— Start Excerpted data —

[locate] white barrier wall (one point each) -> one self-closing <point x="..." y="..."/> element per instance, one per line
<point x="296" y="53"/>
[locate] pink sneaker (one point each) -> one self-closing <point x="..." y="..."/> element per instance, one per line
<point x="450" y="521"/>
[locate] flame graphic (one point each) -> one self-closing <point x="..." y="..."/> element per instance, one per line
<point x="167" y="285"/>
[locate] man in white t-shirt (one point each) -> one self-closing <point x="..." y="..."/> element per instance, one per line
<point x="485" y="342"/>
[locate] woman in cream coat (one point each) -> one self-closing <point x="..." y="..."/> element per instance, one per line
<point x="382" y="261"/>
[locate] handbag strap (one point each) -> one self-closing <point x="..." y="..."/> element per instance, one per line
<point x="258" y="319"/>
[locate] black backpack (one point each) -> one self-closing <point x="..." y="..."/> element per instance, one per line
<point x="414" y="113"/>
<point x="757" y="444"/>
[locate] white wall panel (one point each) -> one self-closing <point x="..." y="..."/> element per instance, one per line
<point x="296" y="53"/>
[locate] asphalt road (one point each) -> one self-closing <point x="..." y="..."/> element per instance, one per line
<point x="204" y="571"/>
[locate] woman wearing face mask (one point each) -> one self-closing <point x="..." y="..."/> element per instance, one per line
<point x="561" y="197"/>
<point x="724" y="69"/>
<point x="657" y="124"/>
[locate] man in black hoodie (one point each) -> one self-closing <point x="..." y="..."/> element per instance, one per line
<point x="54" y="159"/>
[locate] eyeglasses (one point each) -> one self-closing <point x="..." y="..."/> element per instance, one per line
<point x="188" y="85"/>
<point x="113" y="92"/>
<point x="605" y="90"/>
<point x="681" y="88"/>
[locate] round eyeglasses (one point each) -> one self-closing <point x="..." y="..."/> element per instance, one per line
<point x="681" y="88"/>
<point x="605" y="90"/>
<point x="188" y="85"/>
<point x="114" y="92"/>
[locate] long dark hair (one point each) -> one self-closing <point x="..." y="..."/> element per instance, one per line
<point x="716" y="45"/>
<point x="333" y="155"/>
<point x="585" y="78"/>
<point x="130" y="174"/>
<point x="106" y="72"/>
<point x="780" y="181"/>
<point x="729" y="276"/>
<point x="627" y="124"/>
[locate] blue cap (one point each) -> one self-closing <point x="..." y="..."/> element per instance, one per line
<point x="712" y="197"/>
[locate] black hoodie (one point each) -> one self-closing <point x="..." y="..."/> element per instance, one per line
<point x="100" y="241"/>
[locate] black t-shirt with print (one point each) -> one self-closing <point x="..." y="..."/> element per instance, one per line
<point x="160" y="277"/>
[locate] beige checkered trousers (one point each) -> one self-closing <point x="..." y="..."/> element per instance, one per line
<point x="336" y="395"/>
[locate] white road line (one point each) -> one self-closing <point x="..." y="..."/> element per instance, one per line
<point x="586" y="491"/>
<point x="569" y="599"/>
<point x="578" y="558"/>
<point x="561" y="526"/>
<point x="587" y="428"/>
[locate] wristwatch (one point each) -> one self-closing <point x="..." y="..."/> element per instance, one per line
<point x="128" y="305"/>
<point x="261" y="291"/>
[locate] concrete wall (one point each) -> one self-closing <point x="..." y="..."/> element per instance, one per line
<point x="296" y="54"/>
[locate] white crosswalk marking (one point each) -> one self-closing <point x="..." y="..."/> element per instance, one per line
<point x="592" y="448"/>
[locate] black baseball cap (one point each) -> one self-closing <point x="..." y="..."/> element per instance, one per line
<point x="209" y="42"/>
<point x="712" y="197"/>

— End Excerpted data —

__Written task__:
Please convert this material into a two-column CSV with the columns request and answer, one row per request, putting each request's text and its full answer in single quoted fields with line breaks turned into spaces.

__Reply__:
request,answer
"[locate] white barrier wall (one point each) -> one self-closing <point x=""..."" y=""...""/> element per instance, one per line","<point x=""296"" y=""53""/>"
"[locate] pink sneaker (one point each) -> one self-closing <point x=""..."" y=""...""/> element per instance, one per line","<point x=""450"" y=""521""/>"
"[locate] flame graphic (one point each) -> one self-closing <point x=""..."" y=""...""/> element per instance, one per line","<point x=""167"" y=""285""/>"
"[locate] man in white t-shirt (one point each) -> one self-closing <point x=""..."" y=""...""/> element per instance, one per line","<point x=""485"" y=""342""/>"
"[locate] woman in cream coat (one point each) -> one self-closing <point x=""..."" y=""...""/> element per instance, one per line","<point x=""382"" y=""261""/>"
"[locate] handbag strap (one point each) -> one self-closing <point x=""..."" y=""...""/> element per instance, one per line","<point x=""258"" y=""319""/>"
"[locate] black backpack (one point each) -> one self-closing <point x=""..."" y=""...""/> element per instance, one per line","<point x=""414"" y=""113""/> <point x=""757"" y=""444""/>"
"[locate] white wall panel (one point each) -> one self-closing <point x=""..."" y=""...""/> element per instance, one per line","<point x=""296"" y=""53""/>"
"[locate] asphalt road (one point each) -> one self-closing <point x=""..."" y=""...""/> element per instance, one per line","<point x=""204"" y=""571""/>"
"[locate] woman wearing face mask (one point each) -> one self-closing <point x=""..."" y=""...""/> element per instance, one per line","<point x=""561"" y=""197""/> <point x=""724"" y=""69""/> <point x=""657"" y=""124""/>"
"[locate] man in black hoodie (one point each) -> one self-closing <point x=""..."" y=""...""/> element per instance, one per line","<point x=""54"" y=""159""/>"
"[locate] eyeglasses (one point each) -> one self-closing <point x=""..."" y=""...""/> element per instance, one per line","<point x=""188"" y=""85""/> <point x=""113"" y=""92""/> <point x=""605"" y=""90""/> <point x=""681"" y=""88""/>"
"[locate] round eyeglasses (one point each) -> one self-closing <point x=""..."" y=""...""/> element per instance, one per line","<point x=""681"" y=""88""/> <point x=""605"" y=""90""/> <point x=""188"" y=""85""/> <point x=""114"" y=""92""/>"
"[locate] long dark hair (one point each) -> one self-closing <point x=""..."" y=""...""/> element per instance, one per line","<point x=""716"" y=""45""/> <point x=""333"" y=""155""/> <point x=""585"" y=""78""/> <point x=""130"" y=""174""/> <point x=""106"" y=""72""/> <point x=""780"" y=""181""/> <point x=""729"" y=""276""/> <point x=""627"" y=""124""/>"
"[locate] blue cap (one point each) -> one self-closing <point x=""..."" y=""...""/> element per instance, one per line","<point x=""712"" y=""197""/>"
"[locate] black hoodie (one point each) -> one self-closing <point x=""..."" y=""...""/> element per instance, one per line","<point x=""100"" y=""241""/>"
"[locate] black t-shirt with print (one point each) -> one self-closing <point x=""..."" y=""...""/> element per instance, one per line","<point x=""160"" y=""277""/>"
"[locate] beige checkered trousers (one point each) -> one self-closing <point x=""..."" y=""...""/> element per instance, one per line","<point x=""336"" y=""395""/>"
"[locate] white road line (one point each) -> one self-closing <point x=""..."" y=""...""/> element per instance, one per line","<point x=""586"" y=""491""/> <point x=""569"" y=""599""/> <point x=""578"" y=""558""/> <point x=""561"" y=""526""/> <point x=""587"" y=""428""/>"
"[locate] wristwatch (one point each) -> one self-closing <point x=""..."" y=""...""/> element per instance, one per line","<point x=""128"" y=""305""/> <point x=""261"" y=""291""/>"
"[locate] concrete wall (one point each) -> one self-closing <point x=""..."" y=""...""/> element per instance, one per line","<point x=""296"" y=""54""/>"
"[locate] white crosswalk marking (one point each) -> one self-closing <point x=""..."" y=""...""/> element per instance, one per line","<point x=""592"" y=""448""/>"
"[locate] black baseball cap (one point each) -> one self-closing <point x=""..."" y=""...""/> element per instance, one per line","<point x=""209"" y=""42""/> <point x=""712"" y=""197""/>"